* [Exercise instructions]
Could you echo the listing below word for word, leaving out the pictures?

BEGIN Material shown

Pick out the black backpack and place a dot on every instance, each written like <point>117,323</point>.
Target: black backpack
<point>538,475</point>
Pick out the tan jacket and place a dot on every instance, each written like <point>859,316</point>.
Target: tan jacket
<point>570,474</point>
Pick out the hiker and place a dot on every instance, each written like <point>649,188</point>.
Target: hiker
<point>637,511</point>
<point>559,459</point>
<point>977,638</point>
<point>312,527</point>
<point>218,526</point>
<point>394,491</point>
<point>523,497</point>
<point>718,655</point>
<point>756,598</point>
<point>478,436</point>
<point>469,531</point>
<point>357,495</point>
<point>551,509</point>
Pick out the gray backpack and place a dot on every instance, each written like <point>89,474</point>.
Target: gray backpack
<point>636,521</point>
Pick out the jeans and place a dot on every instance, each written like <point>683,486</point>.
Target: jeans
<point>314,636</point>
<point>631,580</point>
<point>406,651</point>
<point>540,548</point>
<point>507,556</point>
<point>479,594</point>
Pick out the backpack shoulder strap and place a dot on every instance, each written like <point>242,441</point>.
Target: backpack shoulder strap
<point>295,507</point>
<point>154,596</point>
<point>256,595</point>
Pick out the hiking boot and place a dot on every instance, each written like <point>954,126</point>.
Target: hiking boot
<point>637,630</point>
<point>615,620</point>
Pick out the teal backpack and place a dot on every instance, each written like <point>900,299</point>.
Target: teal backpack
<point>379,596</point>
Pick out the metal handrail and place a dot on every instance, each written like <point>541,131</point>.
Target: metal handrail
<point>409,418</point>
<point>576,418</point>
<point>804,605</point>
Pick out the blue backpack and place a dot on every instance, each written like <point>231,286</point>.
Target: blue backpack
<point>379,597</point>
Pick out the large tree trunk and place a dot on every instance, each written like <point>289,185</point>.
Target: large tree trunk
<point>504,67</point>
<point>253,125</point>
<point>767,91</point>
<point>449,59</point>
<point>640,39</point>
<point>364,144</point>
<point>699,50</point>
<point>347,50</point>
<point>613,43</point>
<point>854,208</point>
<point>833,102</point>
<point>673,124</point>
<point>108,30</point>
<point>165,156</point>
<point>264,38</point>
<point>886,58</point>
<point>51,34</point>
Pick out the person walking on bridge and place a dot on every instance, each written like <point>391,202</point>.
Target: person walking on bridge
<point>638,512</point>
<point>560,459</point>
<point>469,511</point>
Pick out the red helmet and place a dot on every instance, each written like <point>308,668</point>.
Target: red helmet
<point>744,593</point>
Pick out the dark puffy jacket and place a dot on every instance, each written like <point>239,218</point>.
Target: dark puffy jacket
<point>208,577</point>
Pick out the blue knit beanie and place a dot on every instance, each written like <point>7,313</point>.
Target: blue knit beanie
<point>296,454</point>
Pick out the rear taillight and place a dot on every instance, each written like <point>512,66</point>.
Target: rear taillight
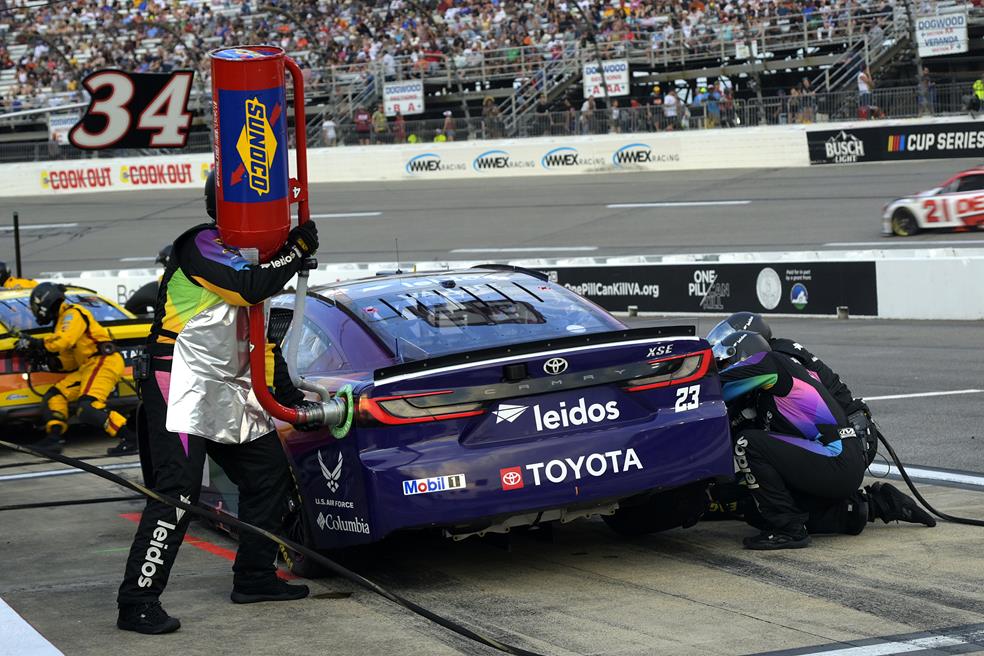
<point>394,410</point>
<point>674,370</point>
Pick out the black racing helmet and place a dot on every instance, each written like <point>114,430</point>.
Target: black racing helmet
<point>210,194</point>
<point>164,255</point>
<point>740,321</point>
<point>737,347</point>
<point>45,301</point>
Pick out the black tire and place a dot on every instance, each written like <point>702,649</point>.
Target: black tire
<point>904,223</point>
<point>681,507</point>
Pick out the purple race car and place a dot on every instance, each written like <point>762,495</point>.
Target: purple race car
<point>491,398</point>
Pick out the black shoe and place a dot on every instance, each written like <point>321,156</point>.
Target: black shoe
<point>772,540</point>
<point>268,588</point>
<point>50,443</point>
<point>149,618</point>
<point>889,504</point>
<point>128,443</point>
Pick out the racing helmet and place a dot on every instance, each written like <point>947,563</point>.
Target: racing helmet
<point>45,301</point>
<point>210,194</point>
<point>738,346</point>
<point>164,255</point>
<point>740,321</point>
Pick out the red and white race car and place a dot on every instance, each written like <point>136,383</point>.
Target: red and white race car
<point>956,204</point>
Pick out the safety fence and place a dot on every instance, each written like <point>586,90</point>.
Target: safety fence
<point>593,119</point>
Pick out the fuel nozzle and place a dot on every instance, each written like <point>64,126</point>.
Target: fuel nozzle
<point>336,413</point>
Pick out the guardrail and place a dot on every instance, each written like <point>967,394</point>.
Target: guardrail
<point>900,102</point>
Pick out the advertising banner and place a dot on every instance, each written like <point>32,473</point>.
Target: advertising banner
<point>778,288</point>
<point>943,34</point>
<point>60,124</point>
<point>616,77</point>
<point>896,143</point>
<point>406,96</point>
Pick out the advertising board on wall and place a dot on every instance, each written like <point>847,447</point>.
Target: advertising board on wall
<point>783,288</point>
<point>896,143</point>
<point>942,34</point>
<point>616,77</point>
<point>406,96</point>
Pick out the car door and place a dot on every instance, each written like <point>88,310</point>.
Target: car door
<point>961,197</point>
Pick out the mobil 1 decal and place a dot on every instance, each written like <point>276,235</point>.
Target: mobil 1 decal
<point>788,287</point>
<point>886,143</point>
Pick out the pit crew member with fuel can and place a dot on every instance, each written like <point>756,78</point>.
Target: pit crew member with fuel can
<point>196,394</point>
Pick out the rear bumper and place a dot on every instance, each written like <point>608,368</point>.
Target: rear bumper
<point>442,483</point>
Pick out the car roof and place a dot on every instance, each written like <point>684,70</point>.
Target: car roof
<point>431,279</point>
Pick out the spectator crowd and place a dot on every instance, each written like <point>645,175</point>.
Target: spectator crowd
<point>46,48</point>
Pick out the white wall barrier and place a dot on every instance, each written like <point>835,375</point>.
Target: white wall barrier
<point>907,284</point>
<point>760,147</point>
<point>610,153</point>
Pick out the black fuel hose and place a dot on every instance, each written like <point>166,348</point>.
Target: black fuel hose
<point>210,513</point>
<point>69,502</point>
<point>915,492</point>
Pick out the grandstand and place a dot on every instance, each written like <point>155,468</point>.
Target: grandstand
<point>468,51</point>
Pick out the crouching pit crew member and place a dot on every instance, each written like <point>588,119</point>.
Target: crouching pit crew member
<point>801,443</point>
<point>197,399</point>
<point>79,339</point>
<point>879,500</point>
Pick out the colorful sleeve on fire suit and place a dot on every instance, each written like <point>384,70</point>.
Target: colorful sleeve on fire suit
<point>224,272</point>
<point>69,329</point>
<point>757,372</point>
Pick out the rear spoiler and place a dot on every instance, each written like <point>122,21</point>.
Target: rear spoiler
<point>595,339</point>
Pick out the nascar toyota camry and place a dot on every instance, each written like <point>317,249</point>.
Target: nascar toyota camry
<point>956,204</point>
<point>491,398</point>
<point>21,388</point>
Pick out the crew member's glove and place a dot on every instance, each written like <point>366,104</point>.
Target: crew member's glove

END Material shown

* [Expected answer]
Pick out the black backpack and place a dot on every instance, each written like <point>117,323</point>.
Target: black backpack
<point>538,475</point>
Pick out the tan jacket and place a dot on every instance, each written like <point>859,316</point>.
Target: tan jacket
<point>570,474</point>
Pick out the hiker and place a dot on every instance, each written like <point>649,188</point>.
Target: hiker
<point>637,511</point>
<point>559,459</point>
<point>977,638</point>
<point>312,527</point>
<point>218,526</point>
<point>394,491</point>
<point>523,497</point>
<point>718,655</point>
<point>756,598</point>
<point>478,436</point>
<point>469,531</point>
<point>357,495</point>
<point>551,509</point>
Pick out the gray backpack and place a dot on every instance, each written like <point>89,474</point>.
Target: gray backpack
<point>636,521</point>
Pick out the jeans and place a dot on every instance, each written like <point>683,486</point>.
Target: jeans
<point>314,636</point>
<point>631,580</point>
<point>406,651</point>
<point>540,548</point>
<point>507,556</point>
<point>479,594</point>
Pick out the backpack shoulder strap and place a dot on every instance, each written like <point>242,441</point>.
Target: backpack shoulder strap
<point>295,507</point>
<point>154,596</point>
<point>256,595</point>
Pick out the hiking boot and place a dot on every instance, each written like <point>954,126</point>.
Target: hiking boot
<point>637,630</point>
<point>615,620</point>
Pick out the teal backpack and place a dot on every instance, each written like <point>900,299</point>.
Target: teal backpack
<point>379,596</point>
Pick out the metal handrail and place a dot on every instance, each written like <point>541,131</point>.
Target: metal handrail
<point>409,418</point>
<point>576,418</point>
<point>804,605</point>
Pick out the blue backpack and place a dot on every instance, each written like <point>231,286</point>.
Target: blue backpack
<point>379,597</point>
Pick out the large tree trunk and place a dot on every instance, each written like <point>289,185</point>.
Target: large tree trunk
<point>504,67</point>
<point>253,125</point>
<point>767,91</point>
<point>449,59</point>
<point>640,39</point>
<point>364,144</point>
<point>699,50</point>
<point>347,50</point>
<point>613,43</point>
<point>854,208</point>
<point>833,102</point>
<point>673,124</point>
<point>108,30</point>
<point>165,156</point>
<point>264,38</point>
<point>886,58</point>
<point>51,34</point>
Pick out the person walking on bridge and place a dot on every instance, each written like <point>391,202</point>.
Target: person walking on bridge
<point>638,512</point>
<point>560,459</point>
<point>469,511</point>
Pick out the red helmet and place a dot on every instance, each written like <point>308,668</point>.
Target: red helmet
<point>744,593</point>
Pick out the dark puffy jacket and place a dot on every instance, each written like <point>239,218</point>.
Target: dark puffy jacket
<point>208,577</point>
Pick out the blue knit beanie and place a dot on every instance, each written like <point>7,313</point>.
Target: blue knit beanie
<point>296,454</point>
Pick out the rear taillight and place a dot on every instance, each written like <point>512,66</point>.
Target: rear taillight
<point>394,410</point>
<point>674,370</point>
Pick out the black racing helmet and place a dot on every instance, each written like <point>114,430</point>.
Target: black racing helmet
<point>210,194</point>
<point>164,255</point>
<point>740,321</point>
<point>737,347</point>
<point>45,301</point>
Pick out the black tire and place a dot on every instance, each written like <point>702,649</point>.
Target: black tire
<point>904,223</point>
<point>681,507</point>
Pick out the purple race car and place a dot on every instance, each written like <point>762,495</point>.
Target: purple race car
<point>491,398</point>
Pick out the black shoe and place a dot on every instance, each written like <point>321,156</point>.
Target: black shoe
<point>772,540</point>
<point>268,588</point>
<point>50,443</point>
<point>149,618</point>
<point>889,504</point>
<point>128,443</point>
Pick out the racing helmet and place a dot on every instance, each written like <point>947,563</point>.
Target: racing helmet
<point>45,301</point>
<point>210,194</point>
<point>738,346</point>
<point>164,255</point>
<point>740,321</point>
Pick out the red and white race car and place a dot on every instance, each written like <point>136,383</point>.
Target: red and white race car
<point>956,204</point>
Pick out the safety fence and place a dot on every instance, each written like <point>586,90</point>.
Target: safety fence
<point>593,119</point>
Pick out the fuel nozzle and place a dot on every instance, each written like <point>64,126</point>.
Target: fuel nozzle
<point>336,413</point>
Pick out the guardrail and place a dot on every instance, each written like <point>967,394</point>.
Target: guardrail
<point>900,102</point>
Pick out the advertising banner and place a dot on every instance, each written like <point>32,473</point>.
Target: advertising banner
<point>778,288</point>
<point>943,34</point>
<point>60,124</point>
<point>616,77</point>
<point>896,143</point>
<point>406,96</point>
Pick out the advertising board on wall and place a dot on every instance, each written like <point>847,447</point>.
Target: advertising board on wall
<point>783,288</point>
<point>896,143</point>
<point>942,34</point>
<point>616,77</point>
<point>406,96</point>
Pick out the car door and place a dot on every instance, each written like <point>88,310</point>.
Target: car door
<point>961,197</point>
Pick out the mobil 1 decal and place a dot on every instance, each written like <point>276,235</point>.
Target: mobil 1 decal
<point>788,287</point>
<point>886,143</point>
Pick out the pit crew member with fuel can and place a dot on every instance, each written like <point>756,78</point>.
Target: pit crew member with fuel can
<point>196,394</point>
Pick out the rear bumper and place a dot on every instance, each written like <point>608,368</point>.
Target: rear bumper
<point>442,483</point>
Pick out the car roof and place a dot on every instance, each written like <point>684,70</point>.
Target: car roof
<point>431,279</point>
Pick out the spectator crowd and place a dot on every instance, each written like <point>645,175</point>.
Target: spectator crowd
<point>46,48</point>
Pick out the white wall barrier and place a dot on every instance, each written like <point>835,375</point>.
Target: white wall barrier
<point>907,284</point>
<point>760,147</point>
<point>610,153</point>
Pick out the black fuel hose and place a dot on every instance, each written like <point>166,348</point>.
Target: black fuel hose
<point>210,513</point>
<point>69,502</point>
<point>915,492</point>
Pick out the grandstand and place a dot on every instance, each written like <point>155,468</point>.
Target: grandstand
<point>468,51</point>
Pick out the crouching pit crew member and place a dot on every instance, each written like <point>588,119</point>.
Target: crouching pit crew member
<point>801,443</point>
<point>197,399</point>
<point>79,339</point>
<point>879,500</point>
Pick out the colorful sleeve on fire suit and place a dot on every instance, each written like <point>384,70</point>.
Target: colorful sleeve on fire suit
<point>224,272</point>
<point>69,329</point>
<point>757,372</point>
Pick out the rear spoiler and place a dot on every instance, each written like <point>122,21</point>.
Target: rear spoiler
<point>595,339</point>
Pick out the nascar toyota camry and place a dot on every instance, each written like <point>317,249</point>.
Target: nascar toyota camry
<point>956,204</point>
<point>491,398</point>
<point>21,388</point>
Pick out the crew member's glove and place a dot on every instance, each written like <point>366,104</point>.
Target: crew member's glove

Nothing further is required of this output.